(Image object location entries)
__________________________________________________

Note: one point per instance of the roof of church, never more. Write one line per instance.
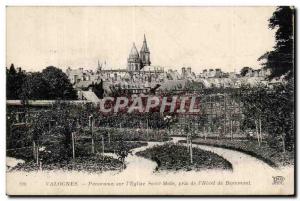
(145, 47)
(134, 53)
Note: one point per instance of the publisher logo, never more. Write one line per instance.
(278, 180)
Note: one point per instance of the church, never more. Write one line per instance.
(137, 61)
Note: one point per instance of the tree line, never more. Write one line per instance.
(49, 84)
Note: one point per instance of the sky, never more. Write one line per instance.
(200, 37)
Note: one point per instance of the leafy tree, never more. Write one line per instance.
(35, 87)
(245, 70)
(98, 89)
(14, 81)
(59, 84)
(271, 110)
(281, 60)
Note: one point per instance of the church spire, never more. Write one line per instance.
(145, 46)
(145, 54)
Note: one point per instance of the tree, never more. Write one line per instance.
(34, 88)
(59, 84)
(245, 70)
(281, 60)
(14, 81)
(98, 89)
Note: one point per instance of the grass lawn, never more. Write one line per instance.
(95, 163)
(84, 160)
(273, 157)
(176, 157)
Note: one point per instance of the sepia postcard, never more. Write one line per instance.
(151, 101)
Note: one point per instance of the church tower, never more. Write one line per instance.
(145, 54)
(133, 61)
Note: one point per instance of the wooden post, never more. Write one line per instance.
(191, 151)
(73, 145)
(257, 134)
(283, 143)
(92, 132)
(260, 136)
(34, 149)
(231, 133)
(103, 145)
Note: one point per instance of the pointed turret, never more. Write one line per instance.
(145, 47)
(133, 62)
(134, 53)
(145, 54)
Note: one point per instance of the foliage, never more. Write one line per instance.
(281, 60)
(59, 84)
(245, 70)
(50, 84)
(14, 81)
(275, 108)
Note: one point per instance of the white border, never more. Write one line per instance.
(4, 3)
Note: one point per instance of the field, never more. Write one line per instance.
(173, 157)
(272, 156)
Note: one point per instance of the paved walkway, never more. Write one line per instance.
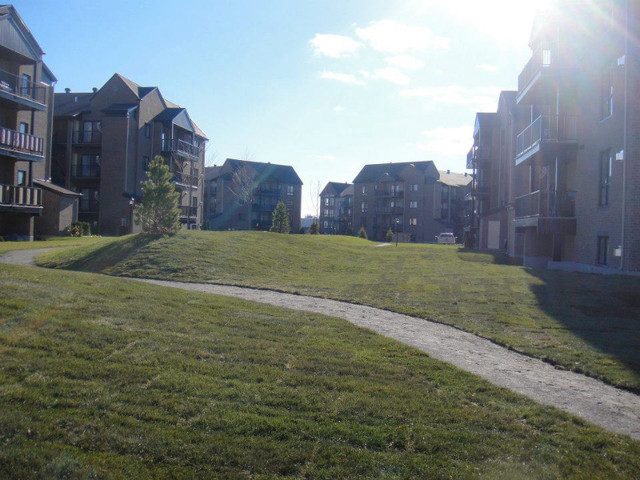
(613, 409)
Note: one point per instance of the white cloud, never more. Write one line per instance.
(335, 46)
(341, 77)
(476, 98)
(393, 37)
(447, 140)
(408, 62)
(392, 75)
(487, 67)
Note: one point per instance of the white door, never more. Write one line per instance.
(493, 235)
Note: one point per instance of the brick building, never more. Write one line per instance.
(102, 144)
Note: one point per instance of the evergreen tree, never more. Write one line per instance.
(158, 212)
(280, 222)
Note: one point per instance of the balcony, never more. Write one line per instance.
(17, 198)
(21, 146)
(547, 133)
(534, 81)
(550, 212)
(87, 137)
(21, 92)
(181, 147)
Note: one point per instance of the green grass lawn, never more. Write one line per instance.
(101, 377)
(585, 323)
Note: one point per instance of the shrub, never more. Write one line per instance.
(389, 236)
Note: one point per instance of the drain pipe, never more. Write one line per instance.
(625, 152)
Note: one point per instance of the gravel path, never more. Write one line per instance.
(613, 409)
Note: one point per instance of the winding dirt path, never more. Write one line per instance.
(613, 409)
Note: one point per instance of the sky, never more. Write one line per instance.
(325, 86)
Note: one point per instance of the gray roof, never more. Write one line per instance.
(389, 171)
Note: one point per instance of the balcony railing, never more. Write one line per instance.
(554, 128)
(546, 204)
(20, 196)
(540, 61)
(90, 137)
(20, 142)
(180, 147)
(16, 85)
(91, 170)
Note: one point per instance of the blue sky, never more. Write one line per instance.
(325, 86)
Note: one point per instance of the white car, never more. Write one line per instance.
(446, 238)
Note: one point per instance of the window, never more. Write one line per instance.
(603, 243)
(605, 177)
(606, 93)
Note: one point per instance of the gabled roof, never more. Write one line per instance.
(265, 172)
(389, 172)
(334, 188)
(71, 104)
(454, 179)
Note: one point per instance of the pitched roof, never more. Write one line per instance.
(52, 187)
(454, 179)
(266, 172)
(70, 104)
(389, 171)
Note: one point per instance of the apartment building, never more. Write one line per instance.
(404, 197)
(104, 140)
(242, 195)
(336, 209)
(26, 98)
(570, 197)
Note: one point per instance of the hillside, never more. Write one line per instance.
(582, 322)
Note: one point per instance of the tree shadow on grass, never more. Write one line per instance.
(109, 255)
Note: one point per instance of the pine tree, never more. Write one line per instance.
(280, 222)
(158, 212)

__________________________________________________

● **Exercise brief**: Exclude the pictures, and transcribe all of the material exactly.

● **Answer below**:
Note: one point per instance of the roof of church, never more. Write one line per instance.
(145, 47)
(134, 53)
Note: one point per instance of the publisher logo, never more. Write one line per instance.
(278, 180)
Note: one point per instance of the church, never more. Write one line per instance.
(137, 61)
Note: one point per instance of the tree line, never more. Write one line per instance.
(49, 84)
Note: one point per instance of the sky, never more. Write one line per instance.
(200, 37)
Note: one point per instance of the leafy tree, never more. Write one line per instance.
(35, 87)
(245, 70)
(98, 89)
(14, 81)
(59, 84)
(271, 110)
(281, 60)
Note: one point per instance of the church spire, never more. Write one line per instance.
(145, 46)
(145, 54)
Note: one point per instance of the tree, never more. Write one line per instance.
(34, 88)
(59, 84)
(245, 70)
(281, 60)
(14, 81)
(98, 89)
Note: one point per instance of the grass lawn, never more. Write one line per instance.
(95, 163)
(84, 160)
(273, 157)
(176, 157)
Note: one point per instance of the sepia postcard, never more. Write one line per instance.
(151, 101)
Note: one point per instance of the church tower, never more. Write one line per instance.
(145, 54)
(133, 61)
Note: one point per instance of the wooden post, never more. Write one line per instance.
(191, 151)
(73, 145)
(257, 134)
(283, 143)
(92, 132)
(260, 136)
(34, 149)
(231, 133)
(103, 145)
Note: one point per instance of the pointed turret, never more. Write one line per instance.
(145, 47)
(133, 62)
(134, 53)
(145, 54)
Note: one point per instance of the foliage, never more. Write one line per instance.
(281, 60)
(59, 84)
(245, 70)
(50, 84)
(14, 81)
(275, 108)
Note: one point per instance of the white border, never more. Write one line per instance.
(4, 3)
Note: one point per instance of the field, never more. Write one line per instance.
(173, 157)
(272, 156)
Note: one point per instance of the paved walkway, never more. Write one line per instance.
(613, 409)
Note: one point per instance of the white cloud, never more. Write one line per instance.
(335, 46)
(341, 77)
(476, 98)
(393, 37)
(447, 140)
(408, 62)
(392, 75)
(487, 67)
Note: one point per instance of the white door, never more. Write one line per instance.
(493, 235)
Note: one point per instance of the brick building, never more. Write one line per instance.
(102, 144)
Note: one point per instance of the evergreen tree, never more. Write one line per instance.
(158, 212)
(280, 222)
Note: one point per instance of the balcony, never more. Write one line per instance.
(17, 198)
(21, 146)
(547, 133)
(534, 81)
(550, 212)
(87, 137)
(21, 92)
(181, 147)
Note: one point per instance of the green grass lawn, never more. Write one line per instance.
(101, 377)
(585, 323)
Note: one point per instance of the shrub, never more. Write one line per instance.
(389, 236)
Note: one point per instance of the drain pipe, never more. Write one line per instance.
(625, 152)
Note: one point per instance of the gravel path, never more. Write one line per instance.
(613, 409)
Note: one point per instance of the winding dirt path, never more. Write one line per instance.
(613, 409)
Note: one point per instance of the sky, never more. Write one line per instance.
(325, 86)
Note: one point per instance of the gray roof, never more. Write one line per instance.
(389, 171)
Note: one point per instance of the balcony railing, never more. Write one line per instance.
(554, 128)
(546, 204)
(20, 196)
(540, 61)
(90, 137)
(20, 142)
(180, 147)
(16, 85)
(91, 170)
Note: one point per instance of the blue sky, never more. Write one line per instance.
(325, 86)
Note: one point per instance of the white car, never more. Write one line per instance.
(446, 238)
Note: one point per instance of the window, never more. Write one line per instance.
(603, 243)
(605, 177)
(606, 93)
Note: one point per instance of the gabled roof, never more. Write one line per instance.
(265, 172)
(389, 172)
(334, 188)
(71, 104)
(454, 179)
Note: one point per instance of the pitched roof, never more. Write one line per instance.
(52, 187)
(454, 179)
(266, 172)
(70, 104)
(389, 171)
Note: one point per instance of the apartment building, never more. Write one line per instance.
(404, 197)
(104, 140)
(242, 195)
(336, 209)
(26, 98)
(570, 197)
Note: one point per instance of the hillside, never more. Write one line per instance.
(582, 322)
Note: one point per instance of the tree shadow on grass, never more. Write one line per instance.
(109, 255)
Note: one point per instance of the pine tree, never more. Write one line per instance.
(280, 222)
(158, 212)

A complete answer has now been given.